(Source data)
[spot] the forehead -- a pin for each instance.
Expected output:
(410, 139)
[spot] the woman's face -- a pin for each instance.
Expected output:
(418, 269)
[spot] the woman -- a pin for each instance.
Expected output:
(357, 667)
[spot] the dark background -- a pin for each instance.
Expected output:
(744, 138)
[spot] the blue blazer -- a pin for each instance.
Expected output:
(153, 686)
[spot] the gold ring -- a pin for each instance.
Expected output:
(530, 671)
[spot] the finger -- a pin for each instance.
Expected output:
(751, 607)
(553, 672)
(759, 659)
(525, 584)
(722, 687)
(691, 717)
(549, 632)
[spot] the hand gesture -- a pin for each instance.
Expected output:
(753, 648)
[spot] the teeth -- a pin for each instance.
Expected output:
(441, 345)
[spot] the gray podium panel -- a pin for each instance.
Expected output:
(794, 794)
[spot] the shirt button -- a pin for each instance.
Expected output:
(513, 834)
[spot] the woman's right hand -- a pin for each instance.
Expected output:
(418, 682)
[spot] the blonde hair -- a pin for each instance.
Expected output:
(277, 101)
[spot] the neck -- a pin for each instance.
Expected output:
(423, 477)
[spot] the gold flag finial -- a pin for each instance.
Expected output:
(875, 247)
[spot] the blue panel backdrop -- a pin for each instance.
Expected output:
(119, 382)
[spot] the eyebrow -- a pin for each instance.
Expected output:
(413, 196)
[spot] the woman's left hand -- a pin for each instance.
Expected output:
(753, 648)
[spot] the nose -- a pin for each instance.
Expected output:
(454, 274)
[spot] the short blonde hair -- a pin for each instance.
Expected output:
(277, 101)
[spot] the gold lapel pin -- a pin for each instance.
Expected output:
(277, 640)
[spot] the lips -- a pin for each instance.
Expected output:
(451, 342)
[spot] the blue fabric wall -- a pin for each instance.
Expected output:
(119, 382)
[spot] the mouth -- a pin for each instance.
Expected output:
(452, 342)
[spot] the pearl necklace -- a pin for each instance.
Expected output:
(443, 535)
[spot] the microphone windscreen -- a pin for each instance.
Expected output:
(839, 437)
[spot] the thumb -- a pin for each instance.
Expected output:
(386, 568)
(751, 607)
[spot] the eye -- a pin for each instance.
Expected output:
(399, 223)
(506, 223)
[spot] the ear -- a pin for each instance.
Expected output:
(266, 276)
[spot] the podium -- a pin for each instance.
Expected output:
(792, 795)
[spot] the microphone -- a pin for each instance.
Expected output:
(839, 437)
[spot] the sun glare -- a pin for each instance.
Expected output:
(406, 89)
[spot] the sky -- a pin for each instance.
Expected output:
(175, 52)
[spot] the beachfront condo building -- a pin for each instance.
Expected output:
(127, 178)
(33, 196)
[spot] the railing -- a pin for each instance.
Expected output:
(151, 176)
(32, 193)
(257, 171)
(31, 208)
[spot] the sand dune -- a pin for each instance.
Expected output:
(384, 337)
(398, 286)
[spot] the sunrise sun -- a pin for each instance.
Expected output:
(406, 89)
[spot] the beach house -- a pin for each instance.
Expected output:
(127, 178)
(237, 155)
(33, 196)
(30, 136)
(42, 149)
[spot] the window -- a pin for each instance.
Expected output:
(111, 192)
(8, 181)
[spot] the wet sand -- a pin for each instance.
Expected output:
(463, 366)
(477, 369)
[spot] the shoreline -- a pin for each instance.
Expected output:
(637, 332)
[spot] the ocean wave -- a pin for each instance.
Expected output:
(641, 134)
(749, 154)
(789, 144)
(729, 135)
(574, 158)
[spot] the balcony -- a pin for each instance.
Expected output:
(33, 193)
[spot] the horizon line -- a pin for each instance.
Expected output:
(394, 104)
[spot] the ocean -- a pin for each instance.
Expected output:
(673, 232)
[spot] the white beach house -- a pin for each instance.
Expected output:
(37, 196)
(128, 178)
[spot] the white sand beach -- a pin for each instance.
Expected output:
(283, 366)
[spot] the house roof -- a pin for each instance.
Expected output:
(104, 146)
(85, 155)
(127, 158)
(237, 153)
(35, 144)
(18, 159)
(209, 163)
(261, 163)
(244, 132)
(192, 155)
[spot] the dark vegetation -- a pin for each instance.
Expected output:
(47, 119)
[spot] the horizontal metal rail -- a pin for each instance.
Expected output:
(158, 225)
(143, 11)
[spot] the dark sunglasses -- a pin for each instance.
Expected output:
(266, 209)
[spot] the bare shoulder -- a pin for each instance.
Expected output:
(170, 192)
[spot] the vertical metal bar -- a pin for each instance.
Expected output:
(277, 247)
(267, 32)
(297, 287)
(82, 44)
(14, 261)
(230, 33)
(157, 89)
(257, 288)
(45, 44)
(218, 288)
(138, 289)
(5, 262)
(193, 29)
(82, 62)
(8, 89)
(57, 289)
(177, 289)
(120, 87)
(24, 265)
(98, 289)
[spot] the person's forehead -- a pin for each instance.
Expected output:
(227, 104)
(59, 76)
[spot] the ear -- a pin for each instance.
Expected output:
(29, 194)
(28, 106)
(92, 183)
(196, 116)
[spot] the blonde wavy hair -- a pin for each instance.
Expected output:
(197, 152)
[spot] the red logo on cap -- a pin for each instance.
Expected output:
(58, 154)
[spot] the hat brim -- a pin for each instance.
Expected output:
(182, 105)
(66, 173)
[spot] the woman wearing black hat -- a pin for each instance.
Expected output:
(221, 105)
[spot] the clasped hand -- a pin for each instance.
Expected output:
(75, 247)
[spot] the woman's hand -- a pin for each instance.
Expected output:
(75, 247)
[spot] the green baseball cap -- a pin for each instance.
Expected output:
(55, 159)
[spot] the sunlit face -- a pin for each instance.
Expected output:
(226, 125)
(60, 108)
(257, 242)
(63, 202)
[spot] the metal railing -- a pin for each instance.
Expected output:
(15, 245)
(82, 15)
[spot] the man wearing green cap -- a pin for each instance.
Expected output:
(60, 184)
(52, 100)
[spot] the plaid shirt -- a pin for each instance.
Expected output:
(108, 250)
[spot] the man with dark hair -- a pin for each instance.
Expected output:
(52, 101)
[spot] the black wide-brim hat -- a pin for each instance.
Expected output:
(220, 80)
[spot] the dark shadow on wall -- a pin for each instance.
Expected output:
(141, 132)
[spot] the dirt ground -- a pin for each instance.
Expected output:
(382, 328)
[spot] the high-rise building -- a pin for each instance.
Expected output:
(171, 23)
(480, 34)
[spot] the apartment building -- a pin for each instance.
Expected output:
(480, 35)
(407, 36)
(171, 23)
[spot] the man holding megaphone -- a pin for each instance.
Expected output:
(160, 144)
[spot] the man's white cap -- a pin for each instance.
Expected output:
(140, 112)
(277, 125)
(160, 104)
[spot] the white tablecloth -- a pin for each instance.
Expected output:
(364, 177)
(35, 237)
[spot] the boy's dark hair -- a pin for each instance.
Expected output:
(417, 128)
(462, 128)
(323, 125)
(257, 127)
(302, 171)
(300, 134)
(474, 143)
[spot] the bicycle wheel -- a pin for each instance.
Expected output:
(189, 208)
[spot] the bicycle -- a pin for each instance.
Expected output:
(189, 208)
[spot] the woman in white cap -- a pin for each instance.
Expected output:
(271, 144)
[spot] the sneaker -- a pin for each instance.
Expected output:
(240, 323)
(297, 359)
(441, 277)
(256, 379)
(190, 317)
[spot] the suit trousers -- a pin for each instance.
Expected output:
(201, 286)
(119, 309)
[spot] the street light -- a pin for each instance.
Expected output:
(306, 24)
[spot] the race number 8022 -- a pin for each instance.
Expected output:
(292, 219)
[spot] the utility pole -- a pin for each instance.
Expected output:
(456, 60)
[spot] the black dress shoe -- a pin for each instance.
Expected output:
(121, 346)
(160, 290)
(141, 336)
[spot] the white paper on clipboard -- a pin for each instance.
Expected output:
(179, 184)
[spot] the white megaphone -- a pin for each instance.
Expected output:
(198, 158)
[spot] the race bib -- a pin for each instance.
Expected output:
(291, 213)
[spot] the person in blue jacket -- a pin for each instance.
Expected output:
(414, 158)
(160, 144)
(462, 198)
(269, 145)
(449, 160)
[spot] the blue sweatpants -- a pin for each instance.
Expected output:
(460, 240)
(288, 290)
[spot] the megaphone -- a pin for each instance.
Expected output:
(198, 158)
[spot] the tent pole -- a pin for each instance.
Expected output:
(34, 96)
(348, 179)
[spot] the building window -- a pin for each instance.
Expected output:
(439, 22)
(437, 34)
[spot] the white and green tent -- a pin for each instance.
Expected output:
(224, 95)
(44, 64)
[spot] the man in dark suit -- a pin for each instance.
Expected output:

* **Given problem**:
The lines to reproduce run from the line containing "[spot] the race bib" to the end of the listing; write them out exactly and add nothing.

* **Exercise solution**:
[spot] the race bib -- a pin for each instance.
Expected output:
(291, 213)
[spot] the person in blue jacket -- a pin for each instance.
Expected output:
(414, 158)
(160, 144)
(462, 198)
(269, 145)
(449, 160)
[spot] the blue sweatpants -- a pin for each instance.
Expected output:
(460, 240)
(288, 290)
[spot] the megaphone -- a pin for each instance.
Expected output:
(198, 158)
[spot] the tent pole -- a pin for each instance.
Expected output:
(34, 96)
(348, 179)
[spot] the building window -- a pin for each instance.
Expected output:
(439, 22)
(437, 34)
[spot] the white and green tent -- a pin for each instance.
Expected output:
(224, 95)
(44, 64)
[spot] the man in dark suit -- a pin for each instance.
Expected output:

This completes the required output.